** Opening DOCUMENT PASSAGE block **

Edit: I think you're having a hard time understanding my point and are reverting to straw manning.
What I am NOT saying: "We need to have zero emissions."
What I AM saying: "Just because we can't reach zero emissions doesn't mean we shouldn't do everything we can to get reasonably close" Inability to get to zero is not an excuse to absolve oneself of personal choices.
If things are, in your words, properly "fucked" I'm assuming that means you're willing everything in your power to contribute to those big solutions. Are you willing to quit a high-status job to contribute? Or move to be part of an organization doing meaningful R&D? If not, there's some cognitive dissonance there.
Interesting thread. There is another kind of defeatism at play here. The sum of personal choices will only make so much impact. Let's say 20% (for sake of discussion). Unless the part that is causing 80% of the problem is solved, this won't be a solved problem and that 20% is not a very meaningful part of the solution.
I think that is a summation, no cognitive dissonance to it IMO. It's just saying the 20% does not matter, or would only matter when the 80% side is solved
There is a prisoner's dilemma here at play as well. At least the corporate actors need to change behavior.
Given all that, perhaps the debate is whether that hypothetical reduction is meaningful. To answer that, depends on your perspective on the scope of the problem and your response to that. Then throw in a prisoner dilemma part where you can potentially skirt by while everyone else changes, order declare it entirely hopeless because the actors that must change, are not. FWIW. Loved this thread
>At least the corporate actors need to change behavior.

** Closing DOCUMENT PASSAGE block **
** Opening GIVEN RECORDS block **

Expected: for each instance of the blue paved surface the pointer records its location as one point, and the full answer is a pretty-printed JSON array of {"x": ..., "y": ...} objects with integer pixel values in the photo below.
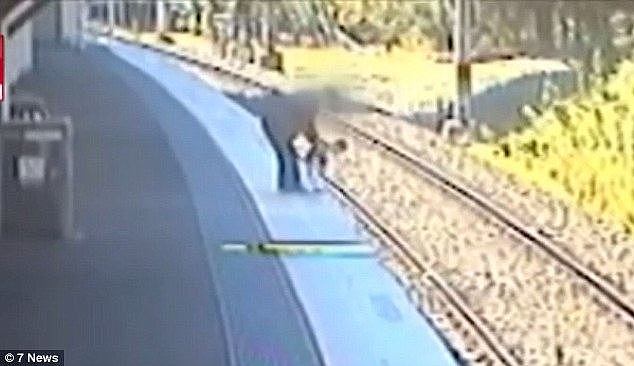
[
  {"x": 147, "y": 284},
  {"x": 358, "y": 313}
]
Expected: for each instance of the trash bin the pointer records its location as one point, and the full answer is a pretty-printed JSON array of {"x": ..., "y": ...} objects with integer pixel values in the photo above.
[{"x": 37, "y": 180}]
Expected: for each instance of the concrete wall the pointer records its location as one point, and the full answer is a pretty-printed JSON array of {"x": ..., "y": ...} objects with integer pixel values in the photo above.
[{"x": 19, "y": 53}]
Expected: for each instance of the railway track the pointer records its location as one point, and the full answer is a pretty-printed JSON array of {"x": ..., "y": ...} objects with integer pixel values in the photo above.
[
  {"x": 531, "y": 236},
  {"x": 476, "y": 331},
  {"x": 408, "y": 262}
]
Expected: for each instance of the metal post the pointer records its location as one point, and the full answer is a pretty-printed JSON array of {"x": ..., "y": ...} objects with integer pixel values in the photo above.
[
  {"x": 110, "y": 16},
  {"x": 462, "y": 46}
]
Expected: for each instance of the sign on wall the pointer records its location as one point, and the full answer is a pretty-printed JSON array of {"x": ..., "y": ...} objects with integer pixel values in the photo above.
[{"x": 1, "y": 67}]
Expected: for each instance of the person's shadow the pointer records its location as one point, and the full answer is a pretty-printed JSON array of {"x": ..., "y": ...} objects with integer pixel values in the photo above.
[{"x": 284, "y": 117}]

** Closing GIVEN RECORDS block **

- **TASK PROMPT**
Rewrite the emissions discussion from "Interesting thread. There" to "well. At least the corporate actors need to change behavior.", swapping "defeatism" for "pessimism".

- **RESPONSE**
Interesting thread. There is another kind of pessimism at play here. The sum of personal choices will only make so much impact. Let's say 20% (for sake of discussion). Unless the part that is causing 80% of the problem is solved, this won't be a solved problem and that 20% is not a very meaningful part of the solution.
I think that is a summation, no cognitive dissonance to it IMO. It's just saying the 20% does not matter, or would only matter when the 80% side is solved
There is a prisoner's dilemma here at play as well. At least the corporate actors need to change behavior.